§ **REQUIREMENT**: Write the records below out again exactly as given, with no images.

§ **SUPPLIED INFORMATION**:
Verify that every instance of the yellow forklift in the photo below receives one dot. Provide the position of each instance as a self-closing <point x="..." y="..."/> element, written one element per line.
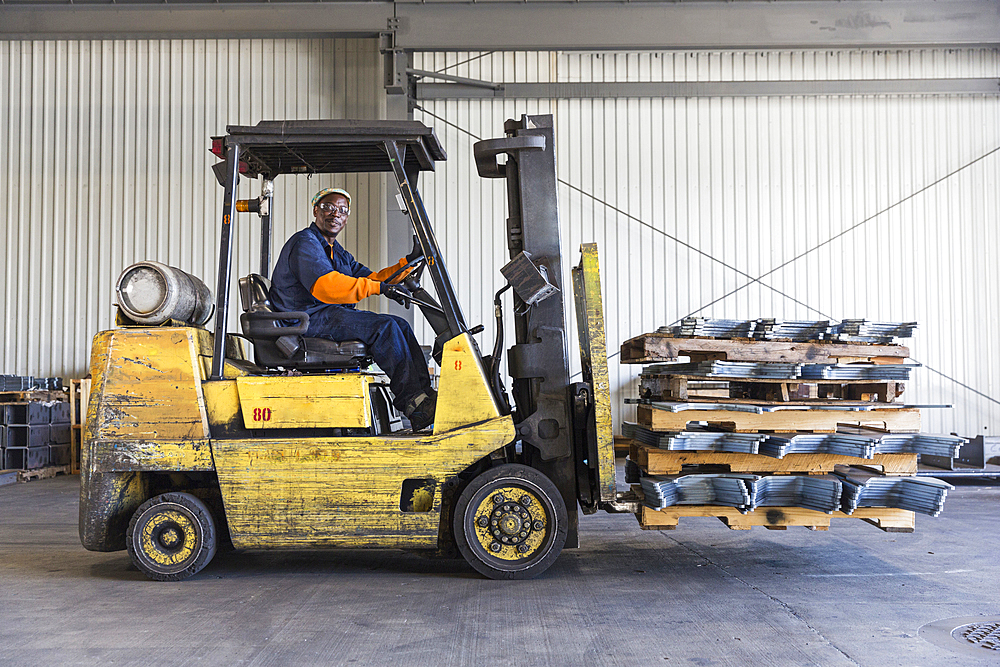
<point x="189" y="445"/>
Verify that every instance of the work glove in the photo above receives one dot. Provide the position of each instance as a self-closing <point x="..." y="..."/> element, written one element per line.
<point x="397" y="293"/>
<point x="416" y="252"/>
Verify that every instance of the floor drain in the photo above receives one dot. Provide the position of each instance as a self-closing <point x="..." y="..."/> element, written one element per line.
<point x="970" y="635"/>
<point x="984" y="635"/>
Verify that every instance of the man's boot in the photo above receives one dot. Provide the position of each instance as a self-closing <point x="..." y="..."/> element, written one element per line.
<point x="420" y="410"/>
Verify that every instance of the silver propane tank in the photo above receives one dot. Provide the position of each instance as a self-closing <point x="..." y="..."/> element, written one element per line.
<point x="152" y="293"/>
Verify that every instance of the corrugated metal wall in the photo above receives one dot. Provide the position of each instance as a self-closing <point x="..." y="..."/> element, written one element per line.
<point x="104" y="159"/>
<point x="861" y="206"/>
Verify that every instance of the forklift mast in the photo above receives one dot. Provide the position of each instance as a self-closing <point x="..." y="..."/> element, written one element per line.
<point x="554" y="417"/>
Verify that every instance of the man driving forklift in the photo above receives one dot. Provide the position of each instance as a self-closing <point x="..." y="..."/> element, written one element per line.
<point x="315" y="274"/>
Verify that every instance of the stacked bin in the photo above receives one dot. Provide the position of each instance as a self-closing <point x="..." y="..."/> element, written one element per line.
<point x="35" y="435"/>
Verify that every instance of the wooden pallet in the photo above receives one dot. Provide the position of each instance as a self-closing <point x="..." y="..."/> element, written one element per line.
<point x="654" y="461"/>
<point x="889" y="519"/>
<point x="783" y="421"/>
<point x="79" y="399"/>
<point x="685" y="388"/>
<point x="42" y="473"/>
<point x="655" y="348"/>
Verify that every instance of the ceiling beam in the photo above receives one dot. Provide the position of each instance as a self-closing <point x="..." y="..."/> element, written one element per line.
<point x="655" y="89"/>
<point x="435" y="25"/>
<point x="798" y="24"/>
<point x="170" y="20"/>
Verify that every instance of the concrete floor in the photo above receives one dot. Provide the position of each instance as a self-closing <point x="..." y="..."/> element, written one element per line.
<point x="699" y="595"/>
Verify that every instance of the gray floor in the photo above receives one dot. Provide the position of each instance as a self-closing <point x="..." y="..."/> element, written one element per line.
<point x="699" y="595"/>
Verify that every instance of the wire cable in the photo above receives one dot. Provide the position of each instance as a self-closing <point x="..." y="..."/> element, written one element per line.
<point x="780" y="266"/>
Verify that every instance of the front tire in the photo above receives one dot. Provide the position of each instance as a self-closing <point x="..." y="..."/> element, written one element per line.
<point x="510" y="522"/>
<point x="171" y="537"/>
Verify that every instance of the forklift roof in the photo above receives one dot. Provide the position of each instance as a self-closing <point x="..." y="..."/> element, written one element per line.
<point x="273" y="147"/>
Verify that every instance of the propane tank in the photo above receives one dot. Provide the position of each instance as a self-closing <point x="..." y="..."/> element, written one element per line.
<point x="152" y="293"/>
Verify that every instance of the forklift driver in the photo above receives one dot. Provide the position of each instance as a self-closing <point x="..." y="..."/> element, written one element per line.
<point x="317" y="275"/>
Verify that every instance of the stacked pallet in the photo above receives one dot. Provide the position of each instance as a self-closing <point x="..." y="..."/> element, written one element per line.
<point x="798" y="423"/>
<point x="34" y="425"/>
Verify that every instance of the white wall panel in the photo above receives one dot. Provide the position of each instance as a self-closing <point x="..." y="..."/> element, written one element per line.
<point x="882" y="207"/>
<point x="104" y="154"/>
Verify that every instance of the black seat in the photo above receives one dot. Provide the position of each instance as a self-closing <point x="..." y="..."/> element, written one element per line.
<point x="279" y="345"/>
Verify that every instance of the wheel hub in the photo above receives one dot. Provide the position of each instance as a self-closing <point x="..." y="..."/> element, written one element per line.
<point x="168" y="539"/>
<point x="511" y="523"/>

§ **CORRECT ANSWER**:
Verify that every instance of the yellow forklift in the photo below receives one dot. Provide the position of each instance as a self-closing <point x="..." y="..."/> element, written one element per line.
<point x="189" y="445"/>
Verify that every instance of the work glove in the photo above receives one dot. Provide the position of each instance as a self-closing <point x="..." y="..."/> element, written one element per line.
<point x="397" y="293"/>
<point x="416" y="252"/>
Verify that every instance of the floor drain in the photo above receives one dot. Provide the position of each instance as a self-closing <point x="..." y="..."/> element, written one element per line.
<point x="970" y="635"/>
<point x="984" y="635"/>
Verify that every instance of the man's boot in the photo above receives one dot. Provide the position of each instance as a self-closing <point x="..." y="..."/> element, written one element per line.
<point x="420" y="410"/>
Verify that every instance of the silver propane tank in the photo above receives one dot. Provide the position of each instance as a self-closing <point x="..." y="..."/> element, written one element per line.
<point x="152" y="293"/>
Verify that every instance of the corrugated metal wall in the photo above receives one dot. Provide the position of each instance as a self-closing <point x="..." y="..."/> element, written one element per line.
<point x="104" y="159"/>
<point x="861" y="206"/>
Verify that every instance of the forklift mast in the photo above receives one dot. Provide the position of each instance as a self-closing <point x="..." y="..."/> element, written one element per line.
<point x="554" y="417"/>
Verify that every instance of the man driving forklift in the photo above receives one dot. Provide the position of each instance as a self-closing <point x="..." y="..."/> element, written one element per line.
<point x="315" y="274"/>
Verify that every instance of the stacked bin in the photo above receives one dot. Provide the position of each instance as a self-closing <point x="..." y="..."/> element, written one element per line.
<point x="35" y="435"/>
Verify that every instance of the wooden pallet in the photo above receives one dot. Provide the position of each instance as a self-closing <point x="..." y="..."/> element, written one element per line.
<point x="654" y="461"/>
<point x="889" y="519"/>
<point x="783" y="421"/>
<point x="79" y="399"/>
<point x="685" y="388"/>
<point x="42" y="473"/>
<point x="655" y="348"/>
Verify that every instance of the ceiling beam in the photo above receives one dot. Provide the position of each instance as a self-closing <point x="..." y="..."/> element, written one element per line.
<point x="655" y="89"/>
<point x="435" y="25"/>
<point x="798" y="24"/>
<point x="170" y="20"/>
Verify that every instance of the concrete floor in the photo above receives one dot. Provide the position of each instance as a self-closing <point x="..." y="..."/> element, written one element per line.
<point x="699" y="595"/>
Verify that every instance of the gray floor in the photo above receives one dot. Provide the position of each instance as a self-closing <point x="..." y="..."/> element, written one element per line.
<point x="699" y="595"/>
Verify that every instance of the wire cable in the photo above receives one dot. Provide the position of each instance as a self-closing <point x="..." y="..."/> element, written one element per line.
<point x="780" y="266"/>
Verify that every instance of the front tire in the photo above receives one dot. Provide the position of each instance as a self-closing <point x="..." y="..."/> element, written one element per line.
<point x="510" y="522"/>
<point x="171" y="537"/>
Verify that every instance of the forklift roof in the photo above receives one dot. Provide the position of each instance as a self-closing <point x="..." y="..."/> element, written one element per line.
<point x="273" y="147"/>
Verify that every instance of the propane tank in the photo above receives one dot. Provide the position of each instance as a self-closing <point x="..." y="..."/> element, written one element per line.
<point x="152" y="293"/>
Verify that every instance of the forklift driver in the photo above receives one dot. Provide the position of each instance as a self-closing <point x="..." y="..."/> element, written one element per line.
<point x="317" y="275"/>
Verify that every instance of the stacked pallet in the photo above receives one dot. Provide the position of each instance as a self-closing <point x="..." y="..."/> element, written one element per line.
<point x="798" y="423"/>
<point x="34" y="425"/>
Verify that every instance of the white wall panel in the photo above receives one dot. Provide the position of each instance as a self-closing <point x="..." y="..."/> element, written one element per line.
<point x="882" y="207"/>
<point x="104" y="154"/>
Verify that every instance of the black seat in the photo above receives one dot. Provide the position of each instance as a self-closing <point x="..." y="..."/> element, written one element per line.
<point x="279" y="345"/>
Verify that every instance of the wheel hub in the photo above receives one dot. Provide the position of each instance as a self-closing <point x="..." y="..."/> element, written one element per line.
<point x="168" y="539"/>
<point x="511" y="523"/>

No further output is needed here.